__INPUT ROWS__:
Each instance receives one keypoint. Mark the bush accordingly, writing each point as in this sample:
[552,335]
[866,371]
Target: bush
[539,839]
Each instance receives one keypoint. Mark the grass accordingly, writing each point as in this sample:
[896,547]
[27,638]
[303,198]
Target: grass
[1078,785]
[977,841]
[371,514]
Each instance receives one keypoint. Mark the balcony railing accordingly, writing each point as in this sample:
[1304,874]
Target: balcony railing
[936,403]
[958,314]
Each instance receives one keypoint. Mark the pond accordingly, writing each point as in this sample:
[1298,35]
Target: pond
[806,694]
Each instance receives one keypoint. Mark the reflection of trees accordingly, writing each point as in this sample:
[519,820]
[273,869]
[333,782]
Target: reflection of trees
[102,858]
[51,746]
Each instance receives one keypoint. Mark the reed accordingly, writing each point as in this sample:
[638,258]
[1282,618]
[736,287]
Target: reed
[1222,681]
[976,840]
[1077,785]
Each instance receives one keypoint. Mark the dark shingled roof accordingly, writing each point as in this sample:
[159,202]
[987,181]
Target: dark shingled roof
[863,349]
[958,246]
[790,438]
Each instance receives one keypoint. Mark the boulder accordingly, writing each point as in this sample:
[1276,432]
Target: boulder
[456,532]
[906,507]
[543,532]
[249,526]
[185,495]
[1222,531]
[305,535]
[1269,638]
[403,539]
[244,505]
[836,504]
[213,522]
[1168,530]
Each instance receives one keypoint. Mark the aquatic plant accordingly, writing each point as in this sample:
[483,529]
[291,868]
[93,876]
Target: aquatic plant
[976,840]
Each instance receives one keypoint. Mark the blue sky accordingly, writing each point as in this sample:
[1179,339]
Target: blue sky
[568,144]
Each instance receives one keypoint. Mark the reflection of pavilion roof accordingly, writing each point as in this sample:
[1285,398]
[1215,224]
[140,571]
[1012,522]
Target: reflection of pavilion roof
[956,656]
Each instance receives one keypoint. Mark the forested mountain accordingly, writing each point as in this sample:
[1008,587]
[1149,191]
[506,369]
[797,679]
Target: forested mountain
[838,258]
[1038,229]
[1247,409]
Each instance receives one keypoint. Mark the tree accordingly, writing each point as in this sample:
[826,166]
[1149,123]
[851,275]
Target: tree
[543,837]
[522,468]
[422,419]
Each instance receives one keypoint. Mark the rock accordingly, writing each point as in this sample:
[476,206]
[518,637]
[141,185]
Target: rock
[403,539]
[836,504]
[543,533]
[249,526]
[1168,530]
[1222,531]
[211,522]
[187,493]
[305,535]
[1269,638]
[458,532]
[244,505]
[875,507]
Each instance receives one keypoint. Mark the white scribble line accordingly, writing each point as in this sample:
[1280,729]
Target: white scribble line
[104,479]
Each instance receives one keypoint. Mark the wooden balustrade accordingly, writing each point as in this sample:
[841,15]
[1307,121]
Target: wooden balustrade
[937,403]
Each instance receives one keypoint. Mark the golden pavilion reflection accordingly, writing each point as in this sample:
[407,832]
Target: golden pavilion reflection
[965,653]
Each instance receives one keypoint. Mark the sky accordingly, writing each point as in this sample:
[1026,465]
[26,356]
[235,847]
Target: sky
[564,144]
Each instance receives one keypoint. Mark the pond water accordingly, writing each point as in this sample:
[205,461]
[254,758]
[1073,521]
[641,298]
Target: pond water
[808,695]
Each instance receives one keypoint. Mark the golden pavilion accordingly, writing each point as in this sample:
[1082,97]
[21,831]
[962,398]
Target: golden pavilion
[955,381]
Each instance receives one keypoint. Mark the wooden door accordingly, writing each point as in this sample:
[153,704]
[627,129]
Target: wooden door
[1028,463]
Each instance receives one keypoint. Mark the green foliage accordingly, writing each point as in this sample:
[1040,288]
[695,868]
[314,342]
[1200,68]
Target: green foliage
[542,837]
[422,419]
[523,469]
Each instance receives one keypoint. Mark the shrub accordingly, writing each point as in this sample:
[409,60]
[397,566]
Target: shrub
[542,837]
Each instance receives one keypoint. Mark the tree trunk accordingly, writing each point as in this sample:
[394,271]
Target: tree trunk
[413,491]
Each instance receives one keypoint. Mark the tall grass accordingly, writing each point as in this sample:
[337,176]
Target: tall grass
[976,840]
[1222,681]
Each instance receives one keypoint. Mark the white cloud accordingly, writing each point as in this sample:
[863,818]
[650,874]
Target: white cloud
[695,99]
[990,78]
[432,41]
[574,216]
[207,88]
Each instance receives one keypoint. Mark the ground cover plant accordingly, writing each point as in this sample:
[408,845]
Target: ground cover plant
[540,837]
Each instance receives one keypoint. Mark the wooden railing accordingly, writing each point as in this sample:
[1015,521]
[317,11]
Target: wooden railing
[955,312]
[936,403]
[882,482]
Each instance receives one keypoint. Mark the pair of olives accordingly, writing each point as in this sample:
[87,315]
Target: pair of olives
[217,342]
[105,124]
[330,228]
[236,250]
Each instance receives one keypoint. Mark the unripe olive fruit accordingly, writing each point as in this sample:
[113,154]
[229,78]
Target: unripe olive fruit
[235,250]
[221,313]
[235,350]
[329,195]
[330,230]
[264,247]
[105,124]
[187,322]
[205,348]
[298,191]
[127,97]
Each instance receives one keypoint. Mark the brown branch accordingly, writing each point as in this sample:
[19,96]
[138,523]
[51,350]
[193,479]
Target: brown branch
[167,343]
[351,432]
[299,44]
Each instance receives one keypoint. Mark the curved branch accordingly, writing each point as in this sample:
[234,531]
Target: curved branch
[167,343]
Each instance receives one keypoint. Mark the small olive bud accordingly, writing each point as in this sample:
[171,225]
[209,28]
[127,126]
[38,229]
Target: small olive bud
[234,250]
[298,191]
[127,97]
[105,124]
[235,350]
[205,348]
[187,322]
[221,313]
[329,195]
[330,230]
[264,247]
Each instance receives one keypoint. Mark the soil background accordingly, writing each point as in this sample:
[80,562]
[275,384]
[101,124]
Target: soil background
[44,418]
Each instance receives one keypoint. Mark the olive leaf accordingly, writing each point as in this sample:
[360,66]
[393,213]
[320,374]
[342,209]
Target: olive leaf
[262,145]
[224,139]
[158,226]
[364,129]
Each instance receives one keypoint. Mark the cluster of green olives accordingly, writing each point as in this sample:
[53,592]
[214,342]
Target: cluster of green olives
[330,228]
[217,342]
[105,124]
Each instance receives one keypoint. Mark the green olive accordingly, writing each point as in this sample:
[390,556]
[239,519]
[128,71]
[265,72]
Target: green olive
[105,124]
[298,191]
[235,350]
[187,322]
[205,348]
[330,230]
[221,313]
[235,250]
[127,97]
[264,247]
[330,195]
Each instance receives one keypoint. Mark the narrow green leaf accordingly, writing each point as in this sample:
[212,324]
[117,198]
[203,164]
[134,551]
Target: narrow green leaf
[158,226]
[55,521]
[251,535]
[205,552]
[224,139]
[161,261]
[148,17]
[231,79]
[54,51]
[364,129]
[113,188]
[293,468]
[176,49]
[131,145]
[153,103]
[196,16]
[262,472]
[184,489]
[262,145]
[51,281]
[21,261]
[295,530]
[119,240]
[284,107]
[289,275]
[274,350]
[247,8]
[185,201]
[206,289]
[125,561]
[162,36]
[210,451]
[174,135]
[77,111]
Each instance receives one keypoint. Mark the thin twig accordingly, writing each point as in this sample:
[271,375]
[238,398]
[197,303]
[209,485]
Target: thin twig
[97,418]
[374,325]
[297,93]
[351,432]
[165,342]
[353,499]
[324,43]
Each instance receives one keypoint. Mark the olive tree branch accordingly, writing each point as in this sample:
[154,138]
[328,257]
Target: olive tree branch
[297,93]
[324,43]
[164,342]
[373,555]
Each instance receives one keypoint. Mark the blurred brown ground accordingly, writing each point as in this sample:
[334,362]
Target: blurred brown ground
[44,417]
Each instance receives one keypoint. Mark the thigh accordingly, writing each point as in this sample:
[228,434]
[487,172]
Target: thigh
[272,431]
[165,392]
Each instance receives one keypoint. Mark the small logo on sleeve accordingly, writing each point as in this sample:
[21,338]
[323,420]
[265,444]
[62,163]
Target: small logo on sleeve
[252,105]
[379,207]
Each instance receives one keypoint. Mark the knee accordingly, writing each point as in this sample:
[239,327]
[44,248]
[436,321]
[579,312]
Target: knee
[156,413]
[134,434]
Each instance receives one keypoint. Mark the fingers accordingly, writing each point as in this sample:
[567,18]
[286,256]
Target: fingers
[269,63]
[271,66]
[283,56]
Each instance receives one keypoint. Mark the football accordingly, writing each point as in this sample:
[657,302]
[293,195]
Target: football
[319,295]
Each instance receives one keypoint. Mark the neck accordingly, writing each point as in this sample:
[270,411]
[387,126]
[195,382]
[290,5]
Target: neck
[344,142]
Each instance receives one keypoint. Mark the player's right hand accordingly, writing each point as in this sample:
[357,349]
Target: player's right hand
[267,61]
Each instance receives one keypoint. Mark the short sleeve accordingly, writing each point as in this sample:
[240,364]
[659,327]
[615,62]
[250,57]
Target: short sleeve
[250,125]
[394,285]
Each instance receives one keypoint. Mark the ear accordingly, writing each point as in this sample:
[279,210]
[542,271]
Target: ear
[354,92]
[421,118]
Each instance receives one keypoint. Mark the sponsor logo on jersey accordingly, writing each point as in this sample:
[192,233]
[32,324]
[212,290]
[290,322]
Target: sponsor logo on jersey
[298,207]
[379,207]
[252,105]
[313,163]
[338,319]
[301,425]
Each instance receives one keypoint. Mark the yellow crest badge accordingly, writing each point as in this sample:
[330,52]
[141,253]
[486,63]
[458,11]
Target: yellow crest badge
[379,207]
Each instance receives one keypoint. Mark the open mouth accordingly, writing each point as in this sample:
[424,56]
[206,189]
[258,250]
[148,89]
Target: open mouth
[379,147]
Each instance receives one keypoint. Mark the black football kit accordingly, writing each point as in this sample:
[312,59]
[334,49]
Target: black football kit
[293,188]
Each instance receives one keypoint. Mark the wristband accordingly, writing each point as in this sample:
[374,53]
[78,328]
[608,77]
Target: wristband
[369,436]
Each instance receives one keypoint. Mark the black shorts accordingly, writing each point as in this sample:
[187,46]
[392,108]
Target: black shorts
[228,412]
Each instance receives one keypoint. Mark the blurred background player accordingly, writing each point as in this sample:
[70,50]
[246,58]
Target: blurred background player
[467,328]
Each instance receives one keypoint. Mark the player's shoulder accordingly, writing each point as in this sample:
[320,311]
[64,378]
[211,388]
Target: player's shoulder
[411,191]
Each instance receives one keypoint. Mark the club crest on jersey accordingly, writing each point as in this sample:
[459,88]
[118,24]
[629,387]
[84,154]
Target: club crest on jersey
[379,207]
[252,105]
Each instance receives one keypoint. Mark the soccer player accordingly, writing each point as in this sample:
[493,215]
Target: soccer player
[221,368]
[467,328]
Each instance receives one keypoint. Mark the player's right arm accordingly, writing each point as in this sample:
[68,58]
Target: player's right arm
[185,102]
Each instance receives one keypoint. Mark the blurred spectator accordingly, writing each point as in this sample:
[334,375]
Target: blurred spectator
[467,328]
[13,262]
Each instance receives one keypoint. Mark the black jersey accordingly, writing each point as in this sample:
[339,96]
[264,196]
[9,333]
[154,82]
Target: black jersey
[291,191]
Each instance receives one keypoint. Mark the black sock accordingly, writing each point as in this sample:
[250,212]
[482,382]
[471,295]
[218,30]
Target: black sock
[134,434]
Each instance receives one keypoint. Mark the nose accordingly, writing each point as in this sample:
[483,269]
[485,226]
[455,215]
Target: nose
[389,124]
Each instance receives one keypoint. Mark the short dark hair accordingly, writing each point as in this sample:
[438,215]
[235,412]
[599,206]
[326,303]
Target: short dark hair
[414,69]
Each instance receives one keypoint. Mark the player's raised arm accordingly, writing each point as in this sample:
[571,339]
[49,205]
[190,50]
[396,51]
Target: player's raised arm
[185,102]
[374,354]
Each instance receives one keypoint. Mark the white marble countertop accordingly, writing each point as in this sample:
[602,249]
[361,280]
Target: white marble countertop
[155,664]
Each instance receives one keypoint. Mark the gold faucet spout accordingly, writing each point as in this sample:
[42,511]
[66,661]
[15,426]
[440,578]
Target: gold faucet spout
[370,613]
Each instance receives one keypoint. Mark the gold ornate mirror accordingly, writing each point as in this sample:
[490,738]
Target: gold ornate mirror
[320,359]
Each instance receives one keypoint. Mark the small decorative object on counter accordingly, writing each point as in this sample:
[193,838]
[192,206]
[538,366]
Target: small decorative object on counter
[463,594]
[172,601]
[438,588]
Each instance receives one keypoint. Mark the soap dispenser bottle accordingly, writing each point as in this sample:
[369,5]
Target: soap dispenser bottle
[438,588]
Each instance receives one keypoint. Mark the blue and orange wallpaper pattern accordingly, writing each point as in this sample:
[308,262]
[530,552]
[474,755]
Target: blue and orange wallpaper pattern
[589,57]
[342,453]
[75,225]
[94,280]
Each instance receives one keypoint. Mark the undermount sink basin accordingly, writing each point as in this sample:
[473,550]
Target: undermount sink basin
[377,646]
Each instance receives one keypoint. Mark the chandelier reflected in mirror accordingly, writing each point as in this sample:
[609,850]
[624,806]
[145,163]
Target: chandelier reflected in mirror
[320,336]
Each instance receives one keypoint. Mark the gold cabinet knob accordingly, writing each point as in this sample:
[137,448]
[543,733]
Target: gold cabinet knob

__DESCRIPTION OF THE TASK__:
Everything from the line containing "Each instance receives one keypoint. Mark the undermount" to the end of the records must be written out exactly; include both of those lines and no others.

__RESULT__:
Each instance receives one keypoint. Mark the undermount sink basin accordingly, writing each point as in this sample:
[473,550]
Target: undermount sink basin
[377,646]
Each instance receives one keypoint. Mark the chandelier reflected in mirror accordingly, writing each point as in this sample:
[609,850]
[624,806]
[145,163]
Target: chandelier reflected in mirror
[320,336]
Each instance receives one keypoint. Mark the gold cabinet knob accordingly, writing each point as in this sample:
[137,448]
[543,733]
Target: gold cabinet knob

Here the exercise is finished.